-- Document text start --

# A Process With Hidden Drift

Consider a stochastic process X of the form

 $\displaystyle X_t=W_t+\int_0^t\xi_sds,$ (1)

for a standard Brownian motion W and predictable process ${\xi}$, defined with respect to a filtered probability space ${(\Omega,\mathcal F,\{\mathcal F_t\}_{t\in{\mathbb R}_+},{\mathbb P})}$. For this to make sense, we must assume that ${\int_0^t\lvert\xi_s\rvert ds}$ is almost surely finite at all times, and I will suppose that ${\mathcal F_\cdot}$ is the filtration generated by W.

The question is whether the drift ${\xi}$ can be backed out from knowledge of the process X alone. As I will show with an example, this is not possible. In fact, in our example, X will itself be a standard Brownian motion, even though the drift ${\xi}$ is non-trivial (that is, ${\int\xi dt}$ is not almost surely zero). In this case X has exactly the same distribution as W, so cannot be distinguished from the driftless case with ${\xi=0}$ by looking at the distribution of X alone.

On the face of it, this seems rather counter-intuitive. By standard semimartingale decomposition, it is known that we can always decompose

 $\displaystyle X=M+A$ (2)

-- Document text end --
-- Dataset rows start --

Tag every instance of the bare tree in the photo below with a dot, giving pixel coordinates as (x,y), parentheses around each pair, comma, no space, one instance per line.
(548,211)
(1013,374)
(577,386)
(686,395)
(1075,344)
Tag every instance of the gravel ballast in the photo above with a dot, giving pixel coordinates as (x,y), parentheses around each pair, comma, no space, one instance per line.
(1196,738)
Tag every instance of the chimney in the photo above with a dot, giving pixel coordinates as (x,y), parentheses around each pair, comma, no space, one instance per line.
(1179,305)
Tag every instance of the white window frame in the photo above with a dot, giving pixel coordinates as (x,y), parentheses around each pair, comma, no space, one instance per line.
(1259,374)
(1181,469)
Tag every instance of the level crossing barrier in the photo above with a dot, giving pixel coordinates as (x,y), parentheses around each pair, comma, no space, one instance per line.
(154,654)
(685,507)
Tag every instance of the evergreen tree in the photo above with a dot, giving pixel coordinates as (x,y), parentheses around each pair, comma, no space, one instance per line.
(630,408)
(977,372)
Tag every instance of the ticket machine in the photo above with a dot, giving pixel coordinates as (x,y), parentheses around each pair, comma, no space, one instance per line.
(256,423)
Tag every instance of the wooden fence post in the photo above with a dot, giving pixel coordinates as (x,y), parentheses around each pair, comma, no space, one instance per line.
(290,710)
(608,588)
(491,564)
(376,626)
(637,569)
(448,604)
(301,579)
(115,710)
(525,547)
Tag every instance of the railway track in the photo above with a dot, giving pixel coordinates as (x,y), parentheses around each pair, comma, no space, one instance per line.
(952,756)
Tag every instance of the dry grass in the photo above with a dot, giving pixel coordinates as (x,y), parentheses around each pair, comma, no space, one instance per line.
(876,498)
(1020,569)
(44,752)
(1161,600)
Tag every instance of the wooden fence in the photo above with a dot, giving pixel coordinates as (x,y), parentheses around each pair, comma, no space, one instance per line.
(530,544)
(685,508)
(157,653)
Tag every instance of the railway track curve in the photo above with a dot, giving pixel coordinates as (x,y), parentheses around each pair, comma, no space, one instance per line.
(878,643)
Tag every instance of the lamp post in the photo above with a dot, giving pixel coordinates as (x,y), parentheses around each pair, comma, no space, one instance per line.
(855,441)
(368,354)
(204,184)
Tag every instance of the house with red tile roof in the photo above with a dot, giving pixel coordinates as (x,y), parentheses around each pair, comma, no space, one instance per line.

-- Dataset rows end --

## Exercise instructions
A: Switch "lamp post" to "street light" in the records, from the line containing "Tag every instance of the dry" through the end of the records, inclusive. Give only those lines back, with everything else unchanged.
B: Resume the text on a process with hidden drift from the point where it stops.

## Results for the exercise
A:
Tag every instance of the dry grass in the photo above with a dot, giving pixel coordinates as (x,y), parentheses around each pair, comma, no space, one instance per line.
(876,498)
(1020,569)
(44,752)
(1161,600)
Tag every instance of the wooden fence in the photo above with a dot, giving pixel coordinates as (x,y), parentheses around each pair, comma, no space, one instance per line.
(530,544)
(685,508)
(157,653)
Tag every instance of the railway track curve in the photo above with a dot, giving pixel coordinates as (x,y), parentheses around each pair, comma, no space, one instance per line.
(878,643)
Tag every instance of the street light in the photo above with a dot, giving pixel coordinates as (x,y), parentheses around each pair, comma, no space, one instance per line.
(855,441)
(368,354)
(204,184)
Tag every instance of the house with red tile roof in the photo above with a dot, giving pixel coordinates as (x,y), parentheses around each pair, comma, no space, one instance per line.

B:
for a unique continuous local martingale M starting from zero, and unique continuous FV process A. By uniqueness, ${M=W}$ and ${A=\int\xi dt}$. This allows us to back out the drift ${\xi}$ and, in particular, if the drift is non-trivial then X cannot be a martingale. However, in the semimartingale decomposition, it is required that M is a martingale with respect to the original filtration ${\mathcal F_\cdot}$. If we do not know the filtration ${\mathcal F_\cdot}$, then it might not be possible to construct decomposition (2) from knowledge of X alone. As mentioned above, we will give an example where X is a standard Brownian motion which, in particular, means that it is a martingale under its natural filtration. By the semimartingale decomposition result, it is not possible for X to be an ${\mathcal F_\cdot}$-martingale. A consequence of this is that the natural filtration of X must be strictly smaller than the natural filtration of W.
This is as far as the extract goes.